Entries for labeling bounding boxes

::::::

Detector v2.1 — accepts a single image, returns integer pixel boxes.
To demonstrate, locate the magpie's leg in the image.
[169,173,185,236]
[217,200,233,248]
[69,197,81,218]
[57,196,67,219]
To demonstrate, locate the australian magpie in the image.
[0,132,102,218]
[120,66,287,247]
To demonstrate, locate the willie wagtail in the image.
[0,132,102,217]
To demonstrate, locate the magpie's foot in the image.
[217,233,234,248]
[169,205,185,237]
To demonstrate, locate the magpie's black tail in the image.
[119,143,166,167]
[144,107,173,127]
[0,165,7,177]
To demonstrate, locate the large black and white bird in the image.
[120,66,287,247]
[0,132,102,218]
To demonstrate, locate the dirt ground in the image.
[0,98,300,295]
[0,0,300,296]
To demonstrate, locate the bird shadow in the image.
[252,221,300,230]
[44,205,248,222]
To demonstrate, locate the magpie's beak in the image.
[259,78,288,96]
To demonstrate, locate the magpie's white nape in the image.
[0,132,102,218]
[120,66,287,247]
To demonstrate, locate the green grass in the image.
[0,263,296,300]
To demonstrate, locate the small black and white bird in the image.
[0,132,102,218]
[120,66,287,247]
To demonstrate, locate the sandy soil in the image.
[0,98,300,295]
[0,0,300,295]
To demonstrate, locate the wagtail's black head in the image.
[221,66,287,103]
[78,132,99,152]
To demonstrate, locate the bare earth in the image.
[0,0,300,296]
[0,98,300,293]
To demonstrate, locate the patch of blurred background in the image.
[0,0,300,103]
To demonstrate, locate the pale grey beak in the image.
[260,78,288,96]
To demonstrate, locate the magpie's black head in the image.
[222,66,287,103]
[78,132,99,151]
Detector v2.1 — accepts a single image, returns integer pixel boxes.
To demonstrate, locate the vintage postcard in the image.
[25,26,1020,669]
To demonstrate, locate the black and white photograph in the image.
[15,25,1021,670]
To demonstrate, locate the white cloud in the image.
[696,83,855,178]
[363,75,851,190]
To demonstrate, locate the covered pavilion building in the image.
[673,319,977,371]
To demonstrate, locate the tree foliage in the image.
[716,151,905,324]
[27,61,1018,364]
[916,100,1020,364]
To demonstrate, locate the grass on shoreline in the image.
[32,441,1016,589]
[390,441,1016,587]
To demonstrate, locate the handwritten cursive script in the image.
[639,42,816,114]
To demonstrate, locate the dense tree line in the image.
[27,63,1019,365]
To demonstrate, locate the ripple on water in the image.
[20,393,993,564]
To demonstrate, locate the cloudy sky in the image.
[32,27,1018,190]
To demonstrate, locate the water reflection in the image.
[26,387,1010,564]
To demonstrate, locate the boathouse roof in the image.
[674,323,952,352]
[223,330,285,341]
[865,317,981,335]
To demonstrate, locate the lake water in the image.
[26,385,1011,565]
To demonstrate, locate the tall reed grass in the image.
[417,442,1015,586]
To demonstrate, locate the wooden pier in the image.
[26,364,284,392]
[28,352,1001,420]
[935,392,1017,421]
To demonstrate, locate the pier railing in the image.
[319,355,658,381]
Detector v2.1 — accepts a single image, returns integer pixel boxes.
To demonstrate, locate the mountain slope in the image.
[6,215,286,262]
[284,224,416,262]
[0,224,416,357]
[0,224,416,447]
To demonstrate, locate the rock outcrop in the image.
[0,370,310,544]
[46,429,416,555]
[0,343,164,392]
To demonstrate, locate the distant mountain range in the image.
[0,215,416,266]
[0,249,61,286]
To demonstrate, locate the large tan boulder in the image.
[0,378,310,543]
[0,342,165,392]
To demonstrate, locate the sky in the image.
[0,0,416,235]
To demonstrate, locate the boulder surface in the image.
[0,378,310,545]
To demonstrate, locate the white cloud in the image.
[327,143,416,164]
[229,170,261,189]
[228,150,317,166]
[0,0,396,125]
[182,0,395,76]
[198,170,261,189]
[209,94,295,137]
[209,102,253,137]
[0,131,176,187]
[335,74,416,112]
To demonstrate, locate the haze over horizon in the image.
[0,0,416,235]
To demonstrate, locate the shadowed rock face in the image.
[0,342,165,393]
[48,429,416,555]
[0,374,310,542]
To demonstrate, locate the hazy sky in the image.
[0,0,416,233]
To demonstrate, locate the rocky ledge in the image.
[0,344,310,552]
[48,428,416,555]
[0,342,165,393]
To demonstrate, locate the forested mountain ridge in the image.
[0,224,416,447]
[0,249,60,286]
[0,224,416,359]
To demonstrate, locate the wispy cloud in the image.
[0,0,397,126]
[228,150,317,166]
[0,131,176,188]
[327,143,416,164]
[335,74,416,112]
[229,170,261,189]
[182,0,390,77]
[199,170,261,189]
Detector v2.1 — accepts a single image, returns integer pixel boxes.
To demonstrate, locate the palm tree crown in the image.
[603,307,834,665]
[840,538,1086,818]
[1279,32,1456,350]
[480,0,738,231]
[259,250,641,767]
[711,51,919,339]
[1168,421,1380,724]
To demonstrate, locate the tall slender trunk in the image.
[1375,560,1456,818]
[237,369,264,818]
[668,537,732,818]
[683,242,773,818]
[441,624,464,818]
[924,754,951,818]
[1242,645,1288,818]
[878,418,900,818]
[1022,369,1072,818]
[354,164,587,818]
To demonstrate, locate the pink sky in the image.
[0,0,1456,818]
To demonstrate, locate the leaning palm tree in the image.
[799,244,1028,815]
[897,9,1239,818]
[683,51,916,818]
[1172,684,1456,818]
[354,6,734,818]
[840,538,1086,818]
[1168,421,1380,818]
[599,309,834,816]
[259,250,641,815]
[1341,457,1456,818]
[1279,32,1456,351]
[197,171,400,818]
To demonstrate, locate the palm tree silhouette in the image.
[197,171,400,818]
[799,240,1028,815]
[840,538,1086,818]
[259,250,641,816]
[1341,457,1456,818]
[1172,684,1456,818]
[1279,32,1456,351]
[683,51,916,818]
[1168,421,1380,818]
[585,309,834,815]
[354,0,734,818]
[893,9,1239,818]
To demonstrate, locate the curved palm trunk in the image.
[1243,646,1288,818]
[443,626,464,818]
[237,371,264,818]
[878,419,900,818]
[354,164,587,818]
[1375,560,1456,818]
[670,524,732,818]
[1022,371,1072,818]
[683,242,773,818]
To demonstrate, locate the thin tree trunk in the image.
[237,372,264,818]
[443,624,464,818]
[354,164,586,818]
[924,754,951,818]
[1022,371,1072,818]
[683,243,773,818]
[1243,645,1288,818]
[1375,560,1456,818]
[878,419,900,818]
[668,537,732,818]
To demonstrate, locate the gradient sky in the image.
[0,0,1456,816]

::::::

◆ WHAT IS NEEDED ◆
Return every line above that contains the word "white".

◆ RESPONSE ◆
To demonstrate, locate the large black and white bird in the image.
To demonstrate, locate the magpie's white nape in the image.
To demonstrate, locate the small black and white bird in the image.
To demonstrate, locate the black and white photograph in the image.
To demonstrate, locate the white cloud in the image.
To demonstrate, locate the white cloud in the image.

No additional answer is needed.